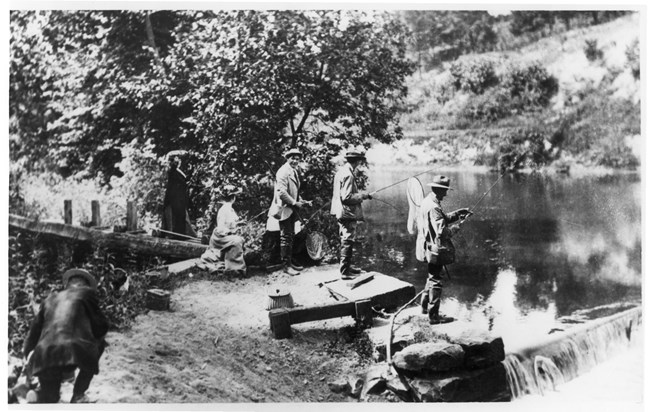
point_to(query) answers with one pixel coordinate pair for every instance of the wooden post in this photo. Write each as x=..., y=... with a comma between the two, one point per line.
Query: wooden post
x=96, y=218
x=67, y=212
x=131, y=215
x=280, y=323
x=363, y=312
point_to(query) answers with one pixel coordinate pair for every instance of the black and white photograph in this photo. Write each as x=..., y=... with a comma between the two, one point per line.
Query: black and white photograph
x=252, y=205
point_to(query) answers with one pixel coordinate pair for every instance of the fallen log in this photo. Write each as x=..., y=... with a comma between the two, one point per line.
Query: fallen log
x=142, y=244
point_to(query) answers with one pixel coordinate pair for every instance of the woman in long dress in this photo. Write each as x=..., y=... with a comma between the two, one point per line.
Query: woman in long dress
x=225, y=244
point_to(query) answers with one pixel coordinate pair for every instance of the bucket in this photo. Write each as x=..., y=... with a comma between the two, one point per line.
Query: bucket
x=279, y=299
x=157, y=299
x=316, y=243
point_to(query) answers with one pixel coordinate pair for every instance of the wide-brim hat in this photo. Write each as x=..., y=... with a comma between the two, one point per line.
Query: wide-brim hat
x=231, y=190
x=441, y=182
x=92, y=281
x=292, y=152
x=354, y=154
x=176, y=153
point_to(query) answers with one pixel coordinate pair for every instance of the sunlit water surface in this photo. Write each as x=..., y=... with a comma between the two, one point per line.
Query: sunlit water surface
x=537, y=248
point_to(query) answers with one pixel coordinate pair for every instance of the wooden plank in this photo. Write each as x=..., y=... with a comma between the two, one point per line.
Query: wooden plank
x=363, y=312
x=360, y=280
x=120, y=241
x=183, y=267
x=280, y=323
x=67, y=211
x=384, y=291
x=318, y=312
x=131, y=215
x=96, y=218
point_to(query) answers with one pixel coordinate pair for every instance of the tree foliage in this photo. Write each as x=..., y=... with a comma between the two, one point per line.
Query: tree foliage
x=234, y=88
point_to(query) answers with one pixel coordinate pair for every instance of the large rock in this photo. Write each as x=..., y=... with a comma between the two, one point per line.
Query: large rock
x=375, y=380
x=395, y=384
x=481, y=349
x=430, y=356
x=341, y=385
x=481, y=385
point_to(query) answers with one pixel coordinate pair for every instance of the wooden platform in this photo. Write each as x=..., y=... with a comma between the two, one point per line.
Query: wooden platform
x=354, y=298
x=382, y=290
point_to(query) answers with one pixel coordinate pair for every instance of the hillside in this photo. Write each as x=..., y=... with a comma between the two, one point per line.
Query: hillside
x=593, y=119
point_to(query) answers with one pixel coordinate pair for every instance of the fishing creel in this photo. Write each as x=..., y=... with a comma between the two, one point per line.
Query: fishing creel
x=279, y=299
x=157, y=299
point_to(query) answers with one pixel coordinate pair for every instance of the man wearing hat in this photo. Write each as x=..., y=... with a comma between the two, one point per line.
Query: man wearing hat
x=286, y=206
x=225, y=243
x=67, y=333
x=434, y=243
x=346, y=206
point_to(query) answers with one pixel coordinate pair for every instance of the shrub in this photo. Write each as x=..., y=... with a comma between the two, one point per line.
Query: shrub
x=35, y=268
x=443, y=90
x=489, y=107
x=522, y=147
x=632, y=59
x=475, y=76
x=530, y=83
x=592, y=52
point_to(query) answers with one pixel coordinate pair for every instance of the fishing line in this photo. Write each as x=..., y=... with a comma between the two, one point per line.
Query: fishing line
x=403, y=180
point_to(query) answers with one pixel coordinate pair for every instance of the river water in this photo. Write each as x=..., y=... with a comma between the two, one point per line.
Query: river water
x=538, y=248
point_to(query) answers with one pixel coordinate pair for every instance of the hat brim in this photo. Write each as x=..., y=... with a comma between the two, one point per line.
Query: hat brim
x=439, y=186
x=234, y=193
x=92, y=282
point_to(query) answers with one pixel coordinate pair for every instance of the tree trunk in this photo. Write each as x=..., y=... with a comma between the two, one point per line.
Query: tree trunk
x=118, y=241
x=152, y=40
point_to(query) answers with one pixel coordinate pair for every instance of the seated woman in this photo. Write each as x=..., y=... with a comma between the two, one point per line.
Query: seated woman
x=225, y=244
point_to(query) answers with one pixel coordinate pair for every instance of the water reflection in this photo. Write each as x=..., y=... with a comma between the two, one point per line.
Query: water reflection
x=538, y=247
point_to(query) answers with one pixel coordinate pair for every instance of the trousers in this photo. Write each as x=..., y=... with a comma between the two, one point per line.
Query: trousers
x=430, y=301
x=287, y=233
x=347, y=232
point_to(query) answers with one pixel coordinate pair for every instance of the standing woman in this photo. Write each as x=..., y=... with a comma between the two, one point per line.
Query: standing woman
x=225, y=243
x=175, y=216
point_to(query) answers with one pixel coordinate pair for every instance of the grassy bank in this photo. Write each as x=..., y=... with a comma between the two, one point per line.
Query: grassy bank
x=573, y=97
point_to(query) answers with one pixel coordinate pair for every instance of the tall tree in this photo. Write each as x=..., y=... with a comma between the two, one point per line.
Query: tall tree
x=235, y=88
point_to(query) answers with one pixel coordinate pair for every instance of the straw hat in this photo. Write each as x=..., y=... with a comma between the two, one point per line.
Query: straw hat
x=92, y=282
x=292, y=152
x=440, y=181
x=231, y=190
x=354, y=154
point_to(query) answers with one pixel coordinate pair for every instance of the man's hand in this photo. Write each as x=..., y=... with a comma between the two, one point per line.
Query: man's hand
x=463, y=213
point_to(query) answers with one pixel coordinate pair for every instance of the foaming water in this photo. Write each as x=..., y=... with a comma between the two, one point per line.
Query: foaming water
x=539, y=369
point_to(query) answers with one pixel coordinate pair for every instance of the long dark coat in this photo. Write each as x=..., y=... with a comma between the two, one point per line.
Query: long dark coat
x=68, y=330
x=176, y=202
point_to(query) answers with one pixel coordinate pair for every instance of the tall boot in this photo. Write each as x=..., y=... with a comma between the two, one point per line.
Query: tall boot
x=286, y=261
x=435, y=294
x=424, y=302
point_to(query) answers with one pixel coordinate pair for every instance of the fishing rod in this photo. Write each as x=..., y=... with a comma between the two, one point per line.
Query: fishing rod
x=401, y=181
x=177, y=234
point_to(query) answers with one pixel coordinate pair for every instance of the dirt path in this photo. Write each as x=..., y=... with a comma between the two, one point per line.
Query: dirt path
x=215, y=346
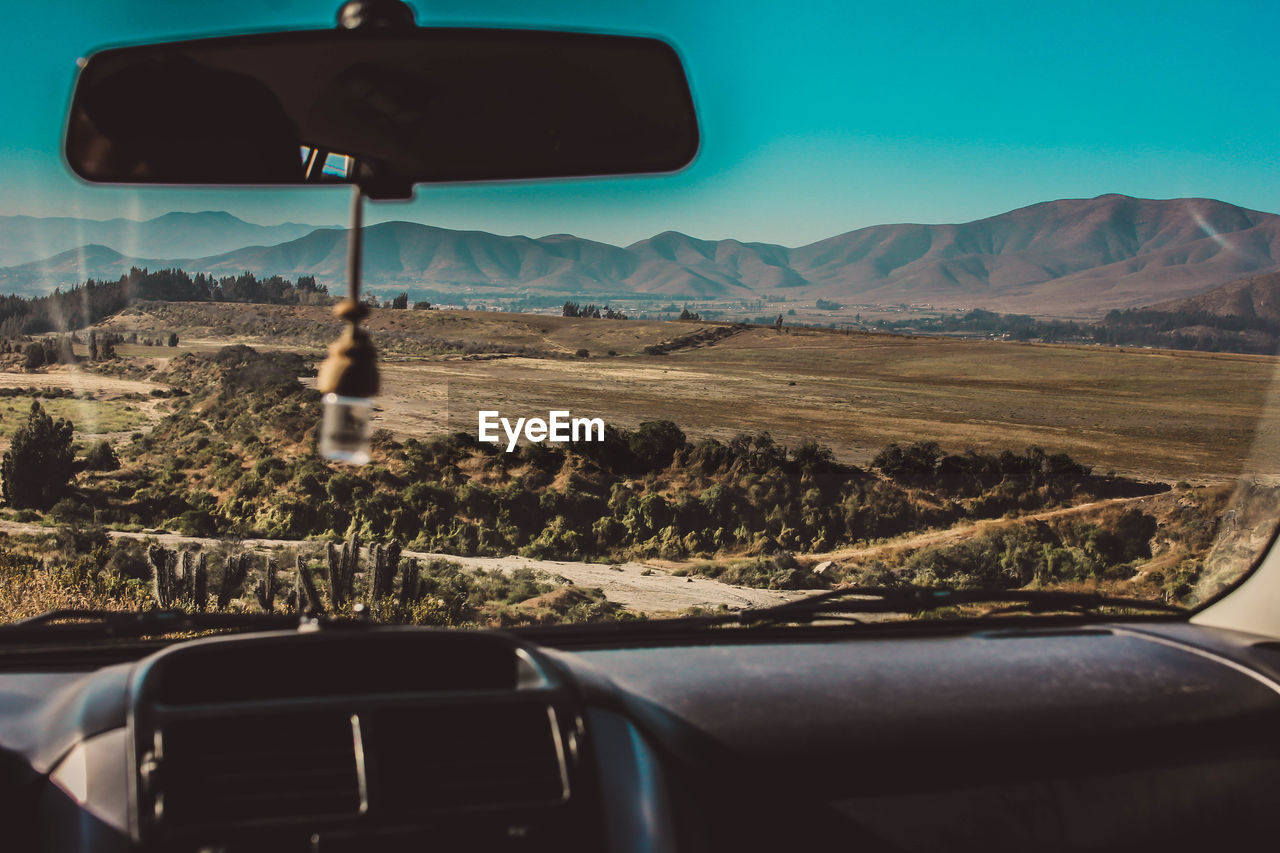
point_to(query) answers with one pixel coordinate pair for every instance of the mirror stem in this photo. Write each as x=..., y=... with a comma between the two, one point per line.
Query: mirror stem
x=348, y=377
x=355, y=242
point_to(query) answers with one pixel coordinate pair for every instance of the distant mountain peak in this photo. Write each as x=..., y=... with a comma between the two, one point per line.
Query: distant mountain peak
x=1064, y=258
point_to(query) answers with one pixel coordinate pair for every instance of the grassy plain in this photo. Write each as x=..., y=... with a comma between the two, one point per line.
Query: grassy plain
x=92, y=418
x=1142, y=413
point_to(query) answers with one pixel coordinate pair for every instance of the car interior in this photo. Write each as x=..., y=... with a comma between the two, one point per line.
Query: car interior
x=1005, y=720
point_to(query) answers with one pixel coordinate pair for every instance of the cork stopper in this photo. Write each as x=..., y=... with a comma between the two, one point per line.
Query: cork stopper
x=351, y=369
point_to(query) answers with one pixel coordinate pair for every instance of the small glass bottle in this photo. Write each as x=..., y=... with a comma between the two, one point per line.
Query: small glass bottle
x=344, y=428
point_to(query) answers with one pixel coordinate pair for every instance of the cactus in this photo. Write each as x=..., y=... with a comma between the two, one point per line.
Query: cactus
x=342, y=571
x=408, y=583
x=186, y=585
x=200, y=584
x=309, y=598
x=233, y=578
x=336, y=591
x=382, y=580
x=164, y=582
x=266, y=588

==

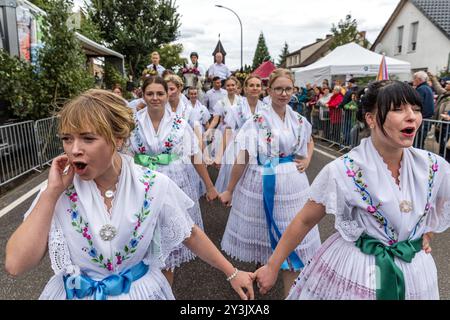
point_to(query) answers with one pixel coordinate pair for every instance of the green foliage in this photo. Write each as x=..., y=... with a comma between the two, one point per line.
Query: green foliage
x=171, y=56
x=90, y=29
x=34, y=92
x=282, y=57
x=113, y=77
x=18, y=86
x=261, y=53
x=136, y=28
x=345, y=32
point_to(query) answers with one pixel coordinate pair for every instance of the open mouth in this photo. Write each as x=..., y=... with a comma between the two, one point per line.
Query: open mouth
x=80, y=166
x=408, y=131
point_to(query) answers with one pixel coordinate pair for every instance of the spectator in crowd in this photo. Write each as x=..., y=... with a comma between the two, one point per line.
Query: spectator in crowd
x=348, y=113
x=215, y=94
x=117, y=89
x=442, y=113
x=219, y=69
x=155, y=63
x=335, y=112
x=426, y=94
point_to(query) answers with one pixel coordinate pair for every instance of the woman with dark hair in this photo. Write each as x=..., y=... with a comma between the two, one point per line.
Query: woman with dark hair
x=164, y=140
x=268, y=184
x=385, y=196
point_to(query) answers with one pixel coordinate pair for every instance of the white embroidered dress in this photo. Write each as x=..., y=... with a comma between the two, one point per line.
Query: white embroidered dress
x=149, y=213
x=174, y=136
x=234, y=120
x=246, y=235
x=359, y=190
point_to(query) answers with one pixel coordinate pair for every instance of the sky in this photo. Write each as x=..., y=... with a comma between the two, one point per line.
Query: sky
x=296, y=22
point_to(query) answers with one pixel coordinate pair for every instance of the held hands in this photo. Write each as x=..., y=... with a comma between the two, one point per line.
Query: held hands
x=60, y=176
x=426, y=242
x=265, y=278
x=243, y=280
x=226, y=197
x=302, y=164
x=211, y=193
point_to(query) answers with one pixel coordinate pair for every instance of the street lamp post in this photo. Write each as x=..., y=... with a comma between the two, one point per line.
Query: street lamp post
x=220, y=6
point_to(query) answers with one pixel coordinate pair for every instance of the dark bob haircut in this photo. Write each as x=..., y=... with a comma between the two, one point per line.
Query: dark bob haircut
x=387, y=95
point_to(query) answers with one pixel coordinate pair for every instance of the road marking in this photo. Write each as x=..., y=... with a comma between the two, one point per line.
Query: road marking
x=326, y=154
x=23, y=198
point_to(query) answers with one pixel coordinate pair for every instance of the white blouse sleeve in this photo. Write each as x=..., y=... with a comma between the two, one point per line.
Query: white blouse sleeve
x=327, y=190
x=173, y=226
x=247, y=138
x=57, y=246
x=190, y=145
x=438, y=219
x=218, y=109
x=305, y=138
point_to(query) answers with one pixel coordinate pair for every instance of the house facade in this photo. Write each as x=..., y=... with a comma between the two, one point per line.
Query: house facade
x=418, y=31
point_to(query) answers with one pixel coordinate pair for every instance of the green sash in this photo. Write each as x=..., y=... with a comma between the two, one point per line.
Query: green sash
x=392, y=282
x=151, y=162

...

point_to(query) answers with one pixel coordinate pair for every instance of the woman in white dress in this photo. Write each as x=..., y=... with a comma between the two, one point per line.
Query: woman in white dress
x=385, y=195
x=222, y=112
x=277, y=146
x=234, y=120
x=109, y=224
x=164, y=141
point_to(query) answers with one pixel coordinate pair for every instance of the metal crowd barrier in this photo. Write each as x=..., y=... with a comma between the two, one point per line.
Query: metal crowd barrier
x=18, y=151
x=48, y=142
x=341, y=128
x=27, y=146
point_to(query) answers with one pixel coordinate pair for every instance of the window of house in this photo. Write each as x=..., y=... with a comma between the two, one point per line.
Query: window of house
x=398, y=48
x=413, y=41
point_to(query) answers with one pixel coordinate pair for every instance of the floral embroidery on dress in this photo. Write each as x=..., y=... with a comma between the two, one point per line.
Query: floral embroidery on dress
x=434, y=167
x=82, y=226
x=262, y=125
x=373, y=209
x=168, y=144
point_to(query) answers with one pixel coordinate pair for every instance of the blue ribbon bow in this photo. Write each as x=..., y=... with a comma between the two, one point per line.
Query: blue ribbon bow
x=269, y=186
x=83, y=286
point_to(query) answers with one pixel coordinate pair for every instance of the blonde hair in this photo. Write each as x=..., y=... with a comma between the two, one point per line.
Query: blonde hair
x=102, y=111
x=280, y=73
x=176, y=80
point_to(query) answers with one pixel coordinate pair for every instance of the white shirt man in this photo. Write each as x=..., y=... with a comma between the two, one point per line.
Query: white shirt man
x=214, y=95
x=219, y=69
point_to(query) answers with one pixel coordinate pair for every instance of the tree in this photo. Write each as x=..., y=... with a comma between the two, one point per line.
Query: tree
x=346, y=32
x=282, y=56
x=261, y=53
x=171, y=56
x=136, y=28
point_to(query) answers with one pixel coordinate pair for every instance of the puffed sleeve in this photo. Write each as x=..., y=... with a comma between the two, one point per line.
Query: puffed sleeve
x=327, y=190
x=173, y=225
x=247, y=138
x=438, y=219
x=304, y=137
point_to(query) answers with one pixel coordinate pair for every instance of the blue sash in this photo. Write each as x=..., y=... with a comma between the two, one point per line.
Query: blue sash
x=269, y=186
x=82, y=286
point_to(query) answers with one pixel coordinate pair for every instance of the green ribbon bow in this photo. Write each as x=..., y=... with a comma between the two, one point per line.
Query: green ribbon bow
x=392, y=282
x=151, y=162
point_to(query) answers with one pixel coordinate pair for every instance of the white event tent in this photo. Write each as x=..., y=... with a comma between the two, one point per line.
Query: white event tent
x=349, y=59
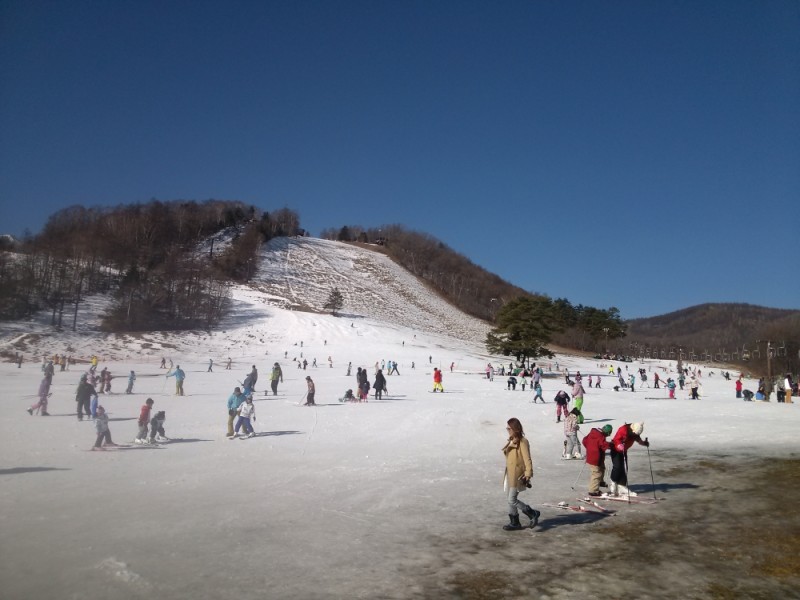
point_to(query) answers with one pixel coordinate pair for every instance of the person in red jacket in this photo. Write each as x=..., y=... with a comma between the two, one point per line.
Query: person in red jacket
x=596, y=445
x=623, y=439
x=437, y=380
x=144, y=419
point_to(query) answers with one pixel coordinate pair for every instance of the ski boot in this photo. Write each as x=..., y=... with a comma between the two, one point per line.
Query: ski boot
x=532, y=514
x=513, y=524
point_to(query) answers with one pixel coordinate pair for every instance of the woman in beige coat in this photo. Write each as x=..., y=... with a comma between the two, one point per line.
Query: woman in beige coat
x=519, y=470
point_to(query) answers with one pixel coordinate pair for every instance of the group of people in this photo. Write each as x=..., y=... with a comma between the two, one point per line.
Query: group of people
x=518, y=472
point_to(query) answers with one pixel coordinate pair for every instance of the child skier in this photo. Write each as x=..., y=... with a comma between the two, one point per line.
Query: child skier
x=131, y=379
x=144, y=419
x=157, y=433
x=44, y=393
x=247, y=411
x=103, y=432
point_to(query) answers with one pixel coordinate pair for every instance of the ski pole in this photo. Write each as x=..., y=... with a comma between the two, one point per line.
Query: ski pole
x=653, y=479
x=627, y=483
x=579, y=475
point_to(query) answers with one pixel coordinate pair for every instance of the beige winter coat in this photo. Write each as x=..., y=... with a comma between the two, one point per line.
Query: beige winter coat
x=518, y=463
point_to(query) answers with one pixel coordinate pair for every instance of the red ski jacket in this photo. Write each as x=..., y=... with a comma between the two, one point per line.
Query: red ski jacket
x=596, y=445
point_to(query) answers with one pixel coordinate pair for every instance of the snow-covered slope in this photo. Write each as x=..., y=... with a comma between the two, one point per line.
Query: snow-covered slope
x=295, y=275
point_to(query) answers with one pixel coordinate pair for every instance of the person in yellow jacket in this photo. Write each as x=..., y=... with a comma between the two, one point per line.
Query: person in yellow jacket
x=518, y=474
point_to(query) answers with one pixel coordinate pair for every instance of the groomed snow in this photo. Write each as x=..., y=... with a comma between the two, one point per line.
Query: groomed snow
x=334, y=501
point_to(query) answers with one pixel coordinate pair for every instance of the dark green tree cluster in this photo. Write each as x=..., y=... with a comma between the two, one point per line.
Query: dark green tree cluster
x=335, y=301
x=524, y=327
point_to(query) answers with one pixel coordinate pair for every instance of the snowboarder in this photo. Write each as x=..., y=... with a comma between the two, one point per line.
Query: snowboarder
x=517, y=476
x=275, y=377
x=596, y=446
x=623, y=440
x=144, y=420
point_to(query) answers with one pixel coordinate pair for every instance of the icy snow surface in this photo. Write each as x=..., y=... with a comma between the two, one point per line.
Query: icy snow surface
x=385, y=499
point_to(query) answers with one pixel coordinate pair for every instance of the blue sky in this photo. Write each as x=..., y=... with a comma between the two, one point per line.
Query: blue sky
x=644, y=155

OBJECTIVE | Reproduce the entries from the line containing "of the spectator" through the line containing "x=426, y=94", swapping "spectator" for "audience member" and leaving everything else unchanged.

CORRECT RESPONSE |
point_to(query) answers with one pixel coordinate pair for every instance of the audience member in crowd in this photo. Write each as x=..., y=... with a comma between the two, one point per line.
Query: audience member in crowd
x=348, y=113
x=215, y=94
x=117, y=89
x=442, y=113
x=219, y=69
x=155, y=63
x=335, y=112
x=426, y=94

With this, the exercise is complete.